Görev 1:
Cumhuriyetteki Osmanlı üzerine olan metne göre aşağıdaki (a), (b) ve (c) ifadelerinin her biri için evet ya da hayır deyin. Her cevabın yanına bu kararı belirleyen ifadeyi metinden birebir alıntılayın.
(a) Cumhuriyetteki Osmanlı aynı akılla sürmektedir.
(b) Alevileri ötekileştirip katleden akıl, sözü edilen zaaftan beslenmektedir.
(c) Sözü edilen kanlı yol Dersim'den İstanbul'a uzanmaktadır.
Görev 2:
Cumhuriyetteki Osmanlı üzerine olan metinden "CUMHURİYETTEKİ OSMANLI" sözleriyle başlayıp "birliği yaparak döşemiştir." sözleriyle biten bölümü hiçbir değişiklik yapmadan çıkarın.

Sağlanan metin:

================================

CUMHURİYETTEKİ OSMANLI
Osmanlı bir yana, Cumhuriyetteki Osmanlı aynı akılla aynı minval üzerinde sürüyor. İliklerine kadar sinmiş, kemiklerini kırmış ve yaşamaya devam etmiş olunmasına rağmen bunu bile unutmuş olmak, bilinçte izi kalmamış olmak yaraların, zaafların en büyüğüdür. Alevileri ötekileştirip katleden akıl, bu zaaftan beslenmektedir; buna toplumsal korku psikolojisi diye bakıp hak vermek bir tür gerçekten kaçış değilse, Alevilerin bilincini kirletmeye çalışan bir çabadan başka bir şey değildir; Dersim’den Çorum’a, Maraş’a, Sivas-Madımak’a uzanan kanlı yolu bu akıllar katillerle el birliği yaparak döşemiştir.

================================

Sağlanan kayıtlar:
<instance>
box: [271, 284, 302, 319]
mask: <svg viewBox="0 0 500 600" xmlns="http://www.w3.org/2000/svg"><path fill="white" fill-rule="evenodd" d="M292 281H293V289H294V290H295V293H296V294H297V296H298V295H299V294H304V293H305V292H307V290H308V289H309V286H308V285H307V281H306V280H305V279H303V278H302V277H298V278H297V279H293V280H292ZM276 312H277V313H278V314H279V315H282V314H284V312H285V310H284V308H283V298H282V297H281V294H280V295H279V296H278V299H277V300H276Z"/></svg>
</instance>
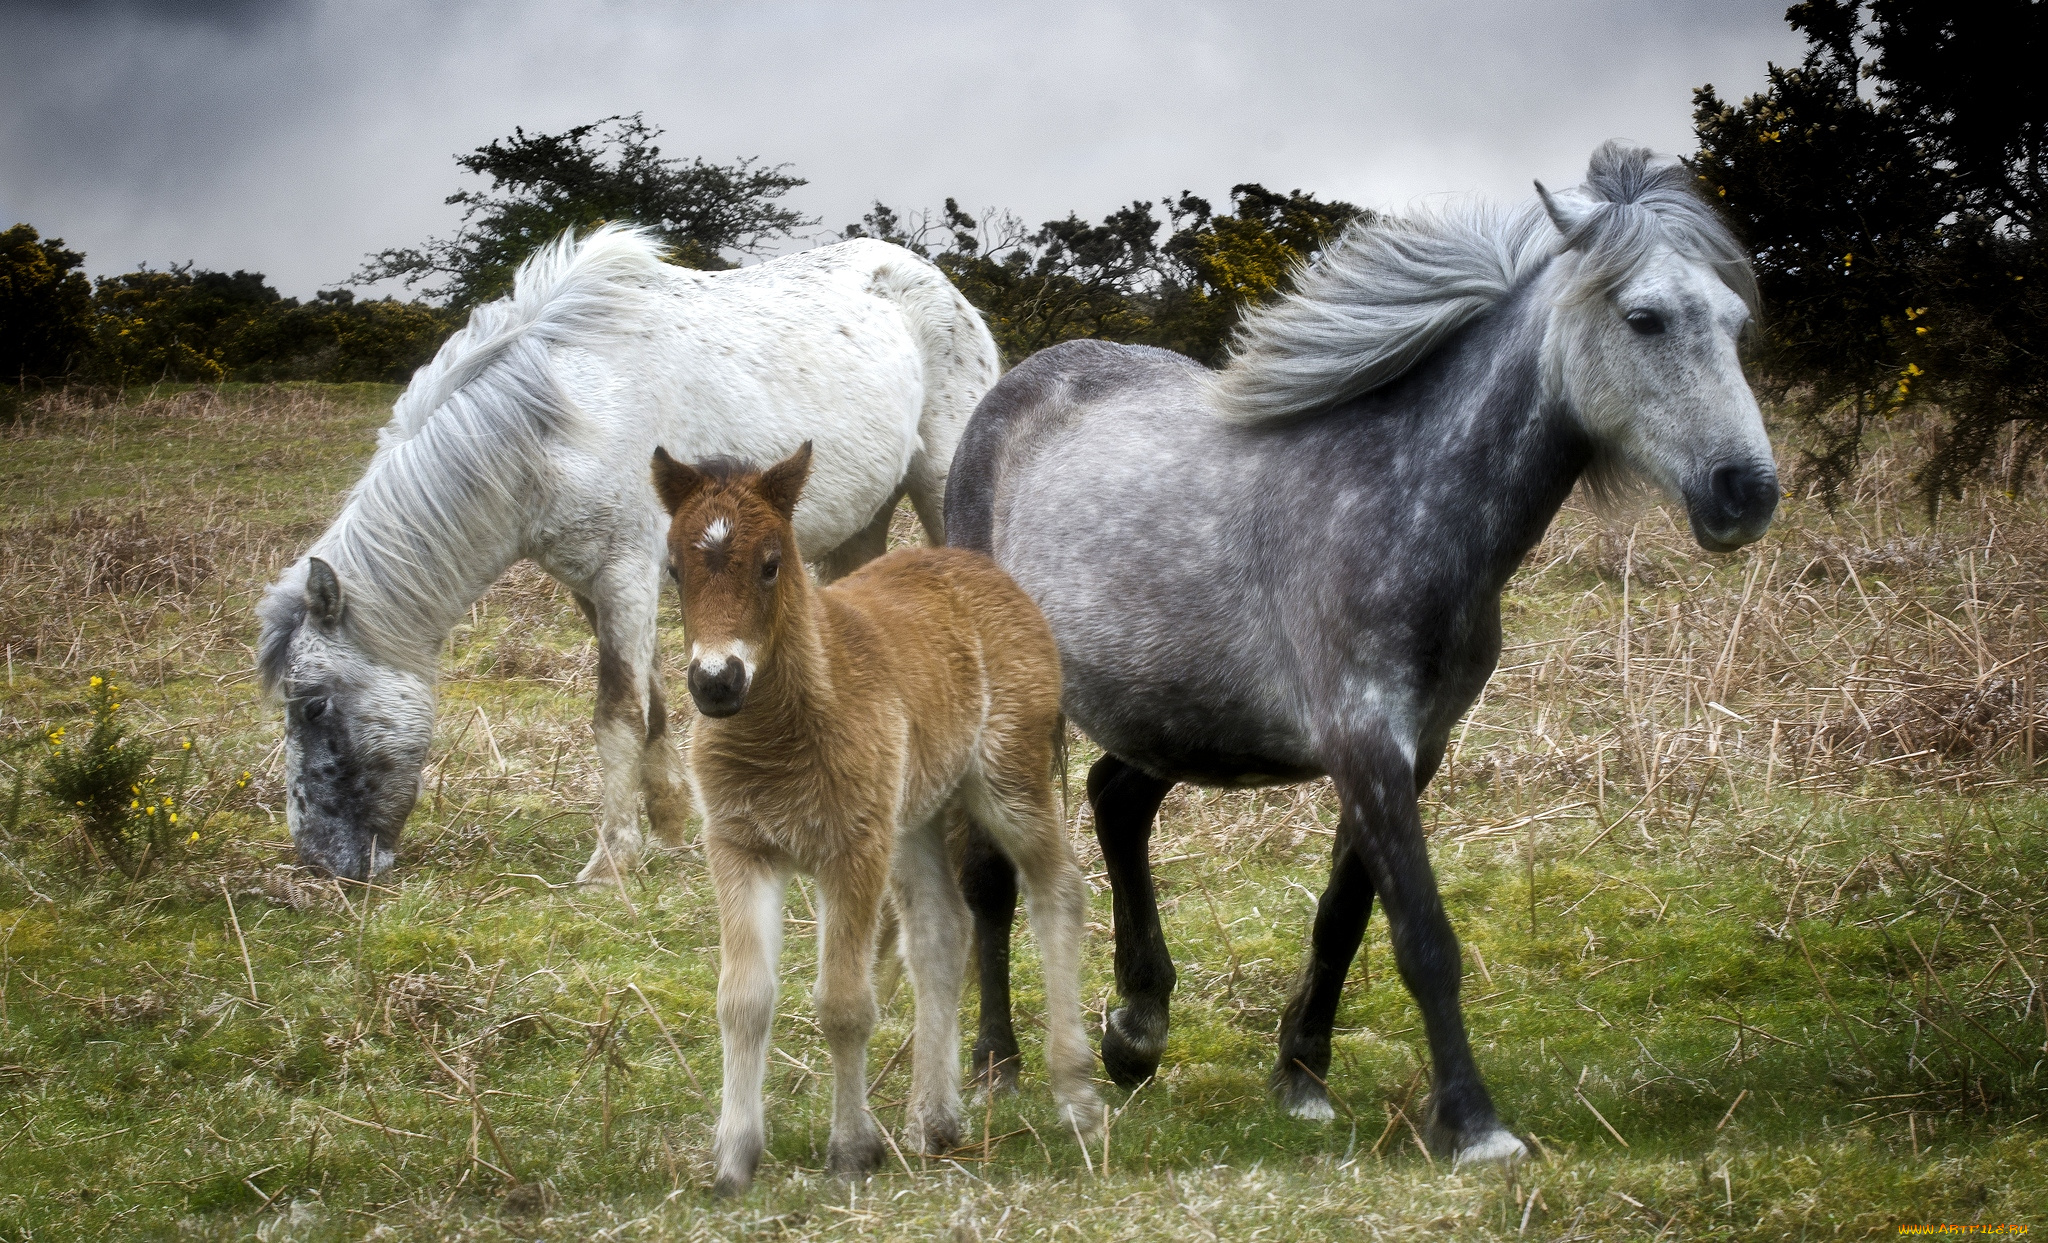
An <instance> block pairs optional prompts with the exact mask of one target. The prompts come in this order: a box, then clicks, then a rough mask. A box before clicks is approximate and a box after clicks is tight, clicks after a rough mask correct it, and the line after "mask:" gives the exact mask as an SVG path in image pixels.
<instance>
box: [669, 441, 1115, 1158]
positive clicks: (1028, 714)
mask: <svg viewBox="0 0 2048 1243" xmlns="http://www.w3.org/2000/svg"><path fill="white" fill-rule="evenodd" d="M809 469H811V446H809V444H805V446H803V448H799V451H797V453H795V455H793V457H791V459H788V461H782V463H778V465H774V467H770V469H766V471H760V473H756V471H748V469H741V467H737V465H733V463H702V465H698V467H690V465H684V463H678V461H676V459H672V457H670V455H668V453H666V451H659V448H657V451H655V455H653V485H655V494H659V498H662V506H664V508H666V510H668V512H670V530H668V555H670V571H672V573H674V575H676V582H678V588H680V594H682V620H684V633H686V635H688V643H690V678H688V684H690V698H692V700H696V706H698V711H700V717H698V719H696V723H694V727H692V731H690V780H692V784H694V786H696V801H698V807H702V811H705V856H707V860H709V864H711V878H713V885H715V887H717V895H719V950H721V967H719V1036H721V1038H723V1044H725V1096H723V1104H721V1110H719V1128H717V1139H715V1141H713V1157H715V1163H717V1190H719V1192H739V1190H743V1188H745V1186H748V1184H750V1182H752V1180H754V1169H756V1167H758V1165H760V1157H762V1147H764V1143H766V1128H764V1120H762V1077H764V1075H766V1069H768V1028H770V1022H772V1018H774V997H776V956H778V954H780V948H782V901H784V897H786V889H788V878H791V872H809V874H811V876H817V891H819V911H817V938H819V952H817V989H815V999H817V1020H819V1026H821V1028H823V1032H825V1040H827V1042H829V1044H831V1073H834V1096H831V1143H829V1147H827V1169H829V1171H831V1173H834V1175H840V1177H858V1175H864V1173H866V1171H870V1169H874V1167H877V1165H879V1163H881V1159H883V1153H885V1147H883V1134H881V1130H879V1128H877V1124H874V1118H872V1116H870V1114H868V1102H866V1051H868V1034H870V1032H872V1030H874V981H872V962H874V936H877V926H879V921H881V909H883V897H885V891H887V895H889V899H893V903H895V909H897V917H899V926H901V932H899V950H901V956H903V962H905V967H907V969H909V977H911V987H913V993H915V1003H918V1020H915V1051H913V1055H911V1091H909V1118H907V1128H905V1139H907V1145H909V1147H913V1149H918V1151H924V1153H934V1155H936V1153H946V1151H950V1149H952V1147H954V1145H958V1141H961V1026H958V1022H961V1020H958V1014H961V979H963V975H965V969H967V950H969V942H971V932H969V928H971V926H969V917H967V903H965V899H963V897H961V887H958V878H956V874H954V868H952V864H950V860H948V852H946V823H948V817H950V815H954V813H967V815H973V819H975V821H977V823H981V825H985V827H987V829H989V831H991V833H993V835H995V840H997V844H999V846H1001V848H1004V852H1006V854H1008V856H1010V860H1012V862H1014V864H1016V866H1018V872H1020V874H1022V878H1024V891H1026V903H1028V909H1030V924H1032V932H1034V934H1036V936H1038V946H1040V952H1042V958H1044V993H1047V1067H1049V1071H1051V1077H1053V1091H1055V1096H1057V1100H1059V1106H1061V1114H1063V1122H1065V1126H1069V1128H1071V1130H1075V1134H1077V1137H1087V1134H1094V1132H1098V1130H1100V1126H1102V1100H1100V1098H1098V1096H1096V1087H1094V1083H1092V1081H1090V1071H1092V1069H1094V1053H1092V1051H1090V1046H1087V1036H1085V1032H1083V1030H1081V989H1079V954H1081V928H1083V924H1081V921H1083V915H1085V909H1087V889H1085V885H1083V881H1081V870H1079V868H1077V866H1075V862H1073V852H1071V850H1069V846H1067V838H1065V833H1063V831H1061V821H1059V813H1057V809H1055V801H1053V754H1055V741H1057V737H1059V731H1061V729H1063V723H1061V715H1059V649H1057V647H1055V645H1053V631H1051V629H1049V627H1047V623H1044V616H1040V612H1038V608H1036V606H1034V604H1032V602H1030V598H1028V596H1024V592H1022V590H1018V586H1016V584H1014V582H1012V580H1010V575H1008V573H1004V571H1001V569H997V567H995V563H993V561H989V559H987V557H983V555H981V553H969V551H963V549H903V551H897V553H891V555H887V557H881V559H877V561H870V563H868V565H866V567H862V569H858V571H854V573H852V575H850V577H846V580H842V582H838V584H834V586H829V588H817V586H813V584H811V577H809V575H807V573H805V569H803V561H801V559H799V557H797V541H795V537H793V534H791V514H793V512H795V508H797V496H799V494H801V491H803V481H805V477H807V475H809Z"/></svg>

================================

Görev çıktısı 1:
(a) Evet: "Cumhuriyetteki Osmanlı aynı akılla aynı minval üzerinde sürüyor"
(b) Evet: "Alevileri ötekileştirip katleden akıl, bu zaaftan beslenmektedir"
(c) Hayır: "Dersim’den Çorum’a, Maraş’a, Sivas-Madımak’a uzanan kanlı yolu"

Görev çıktısı 2:
CUMHURİYETTEKİ OSMANLI
Osmanlı bir yana, Cumhuriyetteki Osmanlı aynı akılla aynı minval üzerinde sürüyor. İliklerine kadar sinmiş, kemiklerini kırmış ve yaşamaya devam etmiş olunmasına rağmen bunu bile unutmuş olmak, bilinçte izi kalmamış olmak yaraların, zaafların en büyüğüdür. Alevileri ötekileştirip katleden akıl, bu zaaftan beslenmektedir; buna toplumsal korku psikolojisi diye bakıp hak vermek bir tür gerçekten kaçış değilse, Alevilerin bilincini kirletmeye çalışan bir çabadan başka bir şey değildir; Dersim’den Çorum’a, Maraş’a, Sivas-Madımak’a uzanan kanlı yolu bu akıllar katillerle el birliği yaparak döşemiştir.